## EXERCISE DETAILS
Look in the data below for the line that contains "Query: cookie crumb". Copy that line and the remaining lines exactly.

Extracted records:
---

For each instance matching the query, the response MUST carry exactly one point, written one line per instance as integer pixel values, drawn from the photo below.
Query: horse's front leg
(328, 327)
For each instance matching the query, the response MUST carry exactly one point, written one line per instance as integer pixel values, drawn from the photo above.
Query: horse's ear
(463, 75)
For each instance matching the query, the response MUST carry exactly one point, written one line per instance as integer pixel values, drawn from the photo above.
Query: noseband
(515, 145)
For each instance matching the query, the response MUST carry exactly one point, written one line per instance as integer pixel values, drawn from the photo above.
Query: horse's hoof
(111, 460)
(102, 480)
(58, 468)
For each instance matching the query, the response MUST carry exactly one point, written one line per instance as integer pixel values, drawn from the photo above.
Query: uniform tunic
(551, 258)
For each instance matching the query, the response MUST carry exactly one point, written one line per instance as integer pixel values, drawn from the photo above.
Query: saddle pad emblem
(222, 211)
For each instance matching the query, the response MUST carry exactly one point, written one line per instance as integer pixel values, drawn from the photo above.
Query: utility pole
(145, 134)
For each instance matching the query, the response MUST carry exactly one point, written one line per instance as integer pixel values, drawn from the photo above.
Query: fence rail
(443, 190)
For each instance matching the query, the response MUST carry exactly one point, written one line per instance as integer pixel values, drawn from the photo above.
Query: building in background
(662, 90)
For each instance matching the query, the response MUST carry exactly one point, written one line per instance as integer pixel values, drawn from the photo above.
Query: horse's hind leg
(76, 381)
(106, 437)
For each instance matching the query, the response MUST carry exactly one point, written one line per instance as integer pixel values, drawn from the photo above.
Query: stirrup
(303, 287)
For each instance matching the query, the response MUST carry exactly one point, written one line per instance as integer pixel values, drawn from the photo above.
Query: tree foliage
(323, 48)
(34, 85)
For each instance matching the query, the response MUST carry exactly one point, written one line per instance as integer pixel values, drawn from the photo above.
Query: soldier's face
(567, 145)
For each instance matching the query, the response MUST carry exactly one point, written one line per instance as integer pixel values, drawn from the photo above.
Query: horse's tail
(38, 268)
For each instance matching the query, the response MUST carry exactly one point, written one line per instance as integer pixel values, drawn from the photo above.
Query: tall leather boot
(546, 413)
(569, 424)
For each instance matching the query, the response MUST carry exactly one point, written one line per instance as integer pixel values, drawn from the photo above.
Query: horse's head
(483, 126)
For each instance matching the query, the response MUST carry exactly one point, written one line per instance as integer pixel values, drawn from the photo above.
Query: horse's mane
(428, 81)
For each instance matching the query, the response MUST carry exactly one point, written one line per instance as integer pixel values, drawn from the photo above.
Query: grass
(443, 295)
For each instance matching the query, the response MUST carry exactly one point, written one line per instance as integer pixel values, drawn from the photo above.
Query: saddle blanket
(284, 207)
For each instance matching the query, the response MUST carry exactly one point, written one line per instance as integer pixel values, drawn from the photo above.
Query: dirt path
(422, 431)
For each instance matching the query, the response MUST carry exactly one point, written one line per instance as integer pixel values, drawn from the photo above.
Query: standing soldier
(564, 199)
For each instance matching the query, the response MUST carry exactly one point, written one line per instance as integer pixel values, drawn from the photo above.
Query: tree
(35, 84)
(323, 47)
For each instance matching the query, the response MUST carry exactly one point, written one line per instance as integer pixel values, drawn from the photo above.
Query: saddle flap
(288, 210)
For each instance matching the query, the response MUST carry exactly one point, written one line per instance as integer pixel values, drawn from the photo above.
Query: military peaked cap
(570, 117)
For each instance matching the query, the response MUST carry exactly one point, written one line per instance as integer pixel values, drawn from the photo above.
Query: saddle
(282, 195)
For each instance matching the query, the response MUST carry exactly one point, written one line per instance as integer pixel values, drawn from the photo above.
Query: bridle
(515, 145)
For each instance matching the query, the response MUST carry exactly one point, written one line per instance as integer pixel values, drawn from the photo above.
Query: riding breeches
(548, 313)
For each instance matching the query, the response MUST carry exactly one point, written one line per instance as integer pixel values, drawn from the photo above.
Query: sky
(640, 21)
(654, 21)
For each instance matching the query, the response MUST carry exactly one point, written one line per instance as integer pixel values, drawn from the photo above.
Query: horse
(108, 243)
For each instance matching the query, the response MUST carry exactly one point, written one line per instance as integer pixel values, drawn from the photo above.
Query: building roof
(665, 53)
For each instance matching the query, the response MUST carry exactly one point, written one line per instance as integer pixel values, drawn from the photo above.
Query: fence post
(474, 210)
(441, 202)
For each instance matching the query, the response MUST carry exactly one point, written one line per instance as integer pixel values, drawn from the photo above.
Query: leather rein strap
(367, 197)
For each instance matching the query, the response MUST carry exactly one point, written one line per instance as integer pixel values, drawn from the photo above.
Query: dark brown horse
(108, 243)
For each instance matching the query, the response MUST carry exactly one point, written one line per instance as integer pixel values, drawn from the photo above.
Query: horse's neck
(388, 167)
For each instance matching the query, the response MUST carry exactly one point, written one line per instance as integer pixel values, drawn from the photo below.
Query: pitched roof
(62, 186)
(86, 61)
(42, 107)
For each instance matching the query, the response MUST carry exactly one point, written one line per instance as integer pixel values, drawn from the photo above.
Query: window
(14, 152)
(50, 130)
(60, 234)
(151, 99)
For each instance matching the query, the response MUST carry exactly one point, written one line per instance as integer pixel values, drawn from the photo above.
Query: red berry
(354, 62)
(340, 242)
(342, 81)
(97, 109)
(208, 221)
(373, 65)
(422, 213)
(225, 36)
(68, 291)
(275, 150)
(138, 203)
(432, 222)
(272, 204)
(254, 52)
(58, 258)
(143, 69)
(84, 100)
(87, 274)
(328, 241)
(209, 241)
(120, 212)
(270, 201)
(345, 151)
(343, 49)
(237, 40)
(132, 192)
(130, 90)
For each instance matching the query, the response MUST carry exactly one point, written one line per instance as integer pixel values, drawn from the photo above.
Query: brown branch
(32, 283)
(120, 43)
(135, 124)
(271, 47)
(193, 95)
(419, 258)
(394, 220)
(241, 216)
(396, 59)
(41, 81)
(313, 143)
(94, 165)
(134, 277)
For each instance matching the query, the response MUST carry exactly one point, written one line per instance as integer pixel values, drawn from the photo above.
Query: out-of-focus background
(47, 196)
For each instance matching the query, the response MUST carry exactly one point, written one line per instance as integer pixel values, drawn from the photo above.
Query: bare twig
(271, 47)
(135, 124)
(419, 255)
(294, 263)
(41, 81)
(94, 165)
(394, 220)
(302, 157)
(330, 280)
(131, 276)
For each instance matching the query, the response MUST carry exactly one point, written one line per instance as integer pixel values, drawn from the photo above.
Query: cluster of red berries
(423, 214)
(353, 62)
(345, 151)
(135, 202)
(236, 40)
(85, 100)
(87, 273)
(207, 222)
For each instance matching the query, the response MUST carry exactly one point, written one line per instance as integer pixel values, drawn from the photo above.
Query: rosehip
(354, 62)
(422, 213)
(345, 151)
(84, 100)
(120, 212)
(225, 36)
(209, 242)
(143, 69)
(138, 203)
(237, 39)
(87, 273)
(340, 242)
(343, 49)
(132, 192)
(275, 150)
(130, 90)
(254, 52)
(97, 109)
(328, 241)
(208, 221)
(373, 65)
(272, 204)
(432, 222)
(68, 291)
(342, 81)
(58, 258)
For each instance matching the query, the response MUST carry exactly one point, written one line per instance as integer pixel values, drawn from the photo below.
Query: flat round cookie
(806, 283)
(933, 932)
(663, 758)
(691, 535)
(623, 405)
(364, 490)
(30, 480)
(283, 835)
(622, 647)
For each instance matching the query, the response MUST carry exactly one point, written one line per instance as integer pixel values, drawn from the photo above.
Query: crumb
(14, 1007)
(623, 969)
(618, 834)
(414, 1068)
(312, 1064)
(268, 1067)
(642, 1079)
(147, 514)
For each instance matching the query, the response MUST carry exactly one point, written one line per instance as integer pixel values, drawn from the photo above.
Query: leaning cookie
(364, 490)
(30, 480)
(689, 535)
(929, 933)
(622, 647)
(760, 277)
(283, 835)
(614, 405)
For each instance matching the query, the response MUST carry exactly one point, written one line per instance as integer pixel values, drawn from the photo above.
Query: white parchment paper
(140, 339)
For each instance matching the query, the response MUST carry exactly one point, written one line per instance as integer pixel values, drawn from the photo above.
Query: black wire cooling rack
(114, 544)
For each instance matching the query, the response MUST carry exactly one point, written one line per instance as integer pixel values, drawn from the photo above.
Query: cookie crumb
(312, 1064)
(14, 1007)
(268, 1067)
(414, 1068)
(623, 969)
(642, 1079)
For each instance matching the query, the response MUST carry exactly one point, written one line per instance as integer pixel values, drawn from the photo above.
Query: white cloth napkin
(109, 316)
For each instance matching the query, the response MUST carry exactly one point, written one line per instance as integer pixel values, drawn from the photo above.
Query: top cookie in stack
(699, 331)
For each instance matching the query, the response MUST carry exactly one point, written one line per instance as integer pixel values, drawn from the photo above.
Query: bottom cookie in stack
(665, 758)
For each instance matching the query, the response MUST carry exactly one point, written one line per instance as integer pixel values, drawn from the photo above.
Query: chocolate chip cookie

---

## WRITTEN ANSWER
Query: cookie crumb
(312, 1064)
(14, 1007)
(268, 1067)
(414, 1068)
(623, 969)
(642, 1079)
For each instance matching the query, the response MUST carry exactly one point, written one line per instance as integer pixel values, drawn from the photo above.
Query: white cloth napkin
(109, 316)
For each instance matching the query, the response MUST carry exactly one point, written one line per instance as integer pixel values, drawn from the photo above.
Query: top cookie in stack
(699, 331)
For each instance matching the query, the response MUST carry exactly one point, written one line per instance as integer pixel values, drawn from the photo above.
Query: bottom cookie in stack
(665, 758)
For each instance matching the query, the response MUST carry exactly one point, written one line per instance as integer pixel values, drawn from the photo above.
Query: chocolate chip cookie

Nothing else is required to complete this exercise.